━━ Entries provided ━━

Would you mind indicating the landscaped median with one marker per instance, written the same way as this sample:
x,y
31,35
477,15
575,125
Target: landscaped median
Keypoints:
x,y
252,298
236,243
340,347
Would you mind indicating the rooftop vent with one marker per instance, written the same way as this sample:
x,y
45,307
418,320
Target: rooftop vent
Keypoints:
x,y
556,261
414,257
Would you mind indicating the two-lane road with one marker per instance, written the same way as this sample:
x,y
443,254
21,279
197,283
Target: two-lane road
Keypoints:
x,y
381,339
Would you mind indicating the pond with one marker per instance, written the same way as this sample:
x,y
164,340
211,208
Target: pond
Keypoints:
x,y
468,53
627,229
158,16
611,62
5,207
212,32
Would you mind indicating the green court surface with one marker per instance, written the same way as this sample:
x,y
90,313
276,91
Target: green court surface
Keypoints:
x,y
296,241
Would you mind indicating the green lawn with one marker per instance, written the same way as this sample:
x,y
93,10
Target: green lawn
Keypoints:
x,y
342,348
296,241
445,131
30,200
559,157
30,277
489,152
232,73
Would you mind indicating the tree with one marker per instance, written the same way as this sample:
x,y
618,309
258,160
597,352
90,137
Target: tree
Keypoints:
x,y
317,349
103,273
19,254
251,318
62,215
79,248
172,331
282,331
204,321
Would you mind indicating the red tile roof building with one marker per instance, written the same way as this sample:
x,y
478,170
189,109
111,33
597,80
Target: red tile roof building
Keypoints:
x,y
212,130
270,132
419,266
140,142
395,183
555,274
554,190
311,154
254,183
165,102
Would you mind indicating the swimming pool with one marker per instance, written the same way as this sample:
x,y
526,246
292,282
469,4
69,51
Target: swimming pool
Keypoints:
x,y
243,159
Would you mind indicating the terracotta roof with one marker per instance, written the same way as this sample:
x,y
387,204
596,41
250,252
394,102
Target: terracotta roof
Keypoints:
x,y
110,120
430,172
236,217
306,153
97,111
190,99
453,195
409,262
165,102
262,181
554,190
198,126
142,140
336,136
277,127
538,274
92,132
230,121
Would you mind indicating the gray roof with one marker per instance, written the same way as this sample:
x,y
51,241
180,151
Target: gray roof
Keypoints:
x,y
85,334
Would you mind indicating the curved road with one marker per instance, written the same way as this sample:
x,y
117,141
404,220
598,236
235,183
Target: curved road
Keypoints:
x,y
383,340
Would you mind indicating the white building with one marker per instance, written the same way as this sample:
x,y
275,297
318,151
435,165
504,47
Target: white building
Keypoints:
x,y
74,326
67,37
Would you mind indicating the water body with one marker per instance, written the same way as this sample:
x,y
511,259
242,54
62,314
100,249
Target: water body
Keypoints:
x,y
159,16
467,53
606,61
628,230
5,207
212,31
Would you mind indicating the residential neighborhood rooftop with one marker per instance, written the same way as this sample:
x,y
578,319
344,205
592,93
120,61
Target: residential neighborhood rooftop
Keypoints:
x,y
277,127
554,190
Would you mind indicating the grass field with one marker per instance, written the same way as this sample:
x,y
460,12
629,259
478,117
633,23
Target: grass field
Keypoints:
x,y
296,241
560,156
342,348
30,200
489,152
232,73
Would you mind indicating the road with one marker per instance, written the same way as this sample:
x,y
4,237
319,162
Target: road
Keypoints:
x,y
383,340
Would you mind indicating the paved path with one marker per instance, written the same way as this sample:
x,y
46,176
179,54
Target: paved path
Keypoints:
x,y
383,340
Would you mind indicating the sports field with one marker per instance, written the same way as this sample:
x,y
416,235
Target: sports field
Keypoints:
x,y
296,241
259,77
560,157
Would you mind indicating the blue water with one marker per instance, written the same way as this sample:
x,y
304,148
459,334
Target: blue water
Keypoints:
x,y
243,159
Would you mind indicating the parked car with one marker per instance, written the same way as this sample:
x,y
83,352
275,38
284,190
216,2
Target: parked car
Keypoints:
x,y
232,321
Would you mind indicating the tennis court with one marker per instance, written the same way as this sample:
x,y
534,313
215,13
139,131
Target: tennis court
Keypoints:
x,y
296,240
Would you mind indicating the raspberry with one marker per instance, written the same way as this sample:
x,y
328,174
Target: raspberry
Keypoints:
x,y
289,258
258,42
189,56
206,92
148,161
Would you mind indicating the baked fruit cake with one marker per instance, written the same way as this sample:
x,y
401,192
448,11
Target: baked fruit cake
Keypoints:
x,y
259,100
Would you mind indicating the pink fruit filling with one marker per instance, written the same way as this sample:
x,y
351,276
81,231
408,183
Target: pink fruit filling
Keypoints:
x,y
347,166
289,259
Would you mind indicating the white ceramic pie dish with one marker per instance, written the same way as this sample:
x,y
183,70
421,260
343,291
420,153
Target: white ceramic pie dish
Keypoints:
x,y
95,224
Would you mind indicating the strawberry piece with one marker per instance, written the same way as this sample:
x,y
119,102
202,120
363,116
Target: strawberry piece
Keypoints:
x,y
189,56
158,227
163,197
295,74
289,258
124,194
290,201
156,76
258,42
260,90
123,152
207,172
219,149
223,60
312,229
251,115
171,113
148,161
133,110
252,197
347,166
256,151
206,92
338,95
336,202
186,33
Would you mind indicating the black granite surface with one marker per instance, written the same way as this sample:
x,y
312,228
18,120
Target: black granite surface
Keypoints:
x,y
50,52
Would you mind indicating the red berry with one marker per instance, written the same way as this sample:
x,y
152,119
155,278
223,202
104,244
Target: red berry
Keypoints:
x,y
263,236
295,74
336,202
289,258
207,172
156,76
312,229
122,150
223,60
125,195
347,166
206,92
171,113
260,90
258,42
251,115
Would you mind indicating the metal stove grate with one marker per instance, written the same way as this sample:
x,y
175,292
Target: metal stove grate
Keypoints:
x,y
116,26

━━━

__The request__.
Give all the records again. Match them exactly.

__Worked solution__.
Would you mind indicating the landscaped median with one marker per instance, written the same way as this sample:
x,y
31,35
477,15
575,125
Target: landscaped median
Keypoints:
x,y
252,298
236,243
340,347
Would you mind indicating the rooftop vent with one marker per instance, written the same way as this sample:
x,y
45,307
418,320
Target: rooftop vent
Keypoints:
x,y
556,261
414,257
Would you mind indicating the two-lane road with one marker per instance, written the same way as this sample:
x,y
443,254
21,279
197,283
Target: two-lane road
Keypoints:
x,y
381,339
Would you mind indicating the pond with one marker per instance, written the same way as this sample:
x,y
164,340
211,208
Target: pond
Keypoints:
x,y
468,53
627,229
158,16
611,62
5,207
212,32
Would you mind indicating the green court surface with one marker per instance, written the same way as this sample:
x,y
90,313
276,91
Target: green court surface
Keypoints:
x,y
296,241
Would you mind indicating the green lawn with one marker per instance, written the same way as this sample:
x,y
93,10
Target: green lawn
Keypoints:
x,y
342,348
296,241
445,131
30,200
559,157
30,277
489,152
232,73
Would you mind indicating the tree with one marker per instance, written the same way as this sample:
x,y
618,309
258,160
597,352
90,137
Target: tree
Keypoints:
x,y
317,349
103,273
19,254
251,318
62,215
79,248
172,331
282,331
204,321
Would you mind indicating the red tile roof building with one marker per instance, written the same way as this sample:
x,y
478,170
189,109
111,33
597,80
Target: red tile roof building
Keypoints:
x,y
212,130
270,132
419,266
140,142
395,183
555,274
554,190
311,154
254,183
165,102
Would you mind indicating the swimming pool with one marker per instance, written the same way as this sample:
x,y
526,246
292,282
469,4
69,51
Target: swimming pool
Keypoints:
x,y
243,159
Would you mind indicating the terracotta roof with one marker per instance, written the same way as this sample:
x,y
387,204
596,41
250,252
394,102
Target: terracotta roof
Keypoints:
x,y
110,120
430,172
236,217
306,153
97,111
190,99
453,195
409,262
165,102
262,181
554,190
198,126
142,140
336,136
277,127
538,274
92,132
230,121
Would you mind indicating the gray roof with one marker per instance, written the same way as this sample:
x,y
51,241
180,151
Target: gray roof
Keypoints:
x,y
85,334
Would you mind indicating the curved road with one marker per instance, written the same way as this sample:
x,y
117,141
404,220
598,236
235,183
Target: curved road
Keypoints:
x,y
383,340
Would you mind indicating the white building with one marker per instance, written the same way as this sample:
x,y
275,297
318,151
435,165
504,47
Target: white building
Keypoints:
x,y
74,326
67,37
Would you mind indicating the water body with one marker per instance, written the same way as this sample:
x,y
511,259
242,54
62,314
100,249
Target: water body
Keypoints:
x,y
159,16
467,53
606,61
628,230
5,207
212,31
Would you mind indicating the residential neighborhood rooftop with one marker per instance, written the same way as this sample:
x,y
578,319
344,205
592,93
120,61
Target: residential neighborhood rooftop
Keypoints:
x,y
277,127
554,190
Would you mind indicating the grass field with one marker per instance, written the same way as this sample:
x,y
460,12
629,259
478,117
633,23
Target: grass field
Keypoints:
x,y
296,241
560,156
342,348
30,200
489,152
232,73
Would you mind indicating the road with one marker per instance, written the same way as this sample:
x,y
4,237
319,162
Target: road
Keypoints:
x,y
383,340
Would you mind indicating the paved path with one marker per instance, written the same way as this sample:
x,y
46,176
179,54
Target: paved path
Keypoints:
x,y
383,340
Would you mind indicating the sports field with one marker per instance, written the same way as this sample:
x,y
416,235
Target: sports field
Keypoints:
x,y
296,241
259,77
560,157
Would you mind indicating the blue water with one marker per instance, written the same way as this sample:
x,y
304,148
459,334
Target: blue water
Keypoints:
x,y
243,159
Would you mind indicating the parked car with one marker per instance, written the same way as this sample:
x,y
83,352
275,38
284,190
216,2
Target: parked car
Keypoints:
x,y
232,321
Would you mind indicating the tennis court with one marker per instance, written the same way as this sample:
x,y
534,313
215,13
139,131
Target: tennis court
Keypoints:
x,y
296,240
Would you mind indicating the raspberry with one marker per instance, written the same way as this sample:
x,y
328,174
Target: raspberry
Keypoints:
x,y
289,258
258,42
189,56
206,92
148,161
Would you mind indicating the baked fruit cake with one marker per instance, written the same way as this sample:
x,y
401,192
448,11
Target: baked fruit cake
Keypoints:
x,y
259,100
Would you mind indicating the pink fruit filling with one marker per instance, written the same way as this sample:
x,y
351,276
81,231
408,183
Target: pink fruit filling
Keypoints:
x,y
347,166
289,259
Would you mind indicating the white ceramic pie dish with one marker per instance, written the same way as this sample:
x,y
183,70
421,260
343,291
420,153
Target: white ceramic pie dish
Keypoints:
x,y
95,224
Would you mind indicating the strawberry piece with one marker per instance, written the same way as this sample:
x,y
119,102
202,120
363,116
Target: strawberry piece
Keypoints:
x,y
189,56
158,227
163,197
295,74
289,258
124,194
290,201
156,76
258,42
260,90
123,152
207,172
219,149
223,60
312,229
251,115
171,113
148,161
133,110
252,197
347,166
256,151
206,92
338,95
336,202
186,33
Would you mind indicating the black granite surface with one marker per instance, written the same way as this sample:
x,y
312,228
18,120
Target: black granite surface
Keypoints:
x,y
50,52
Would you mind indicating the red berry with one marker per instance, written the same way as this sample:
x,y
152,119
155,278
223,202
104,244
Target: red berry
Keypoints:
x,y
263,236
295,74
336,202
289,258
207,172
156,76
312,229
122,150
223,60
125,195
347,166
206,92
171,113
260,90
258,42
251,115
Would you mind indicating the metal stove grate with one marker per instance, written the same way as this sample:
x,y
175,292
Target: metal stove grate
Keypoints:
x,y
116,26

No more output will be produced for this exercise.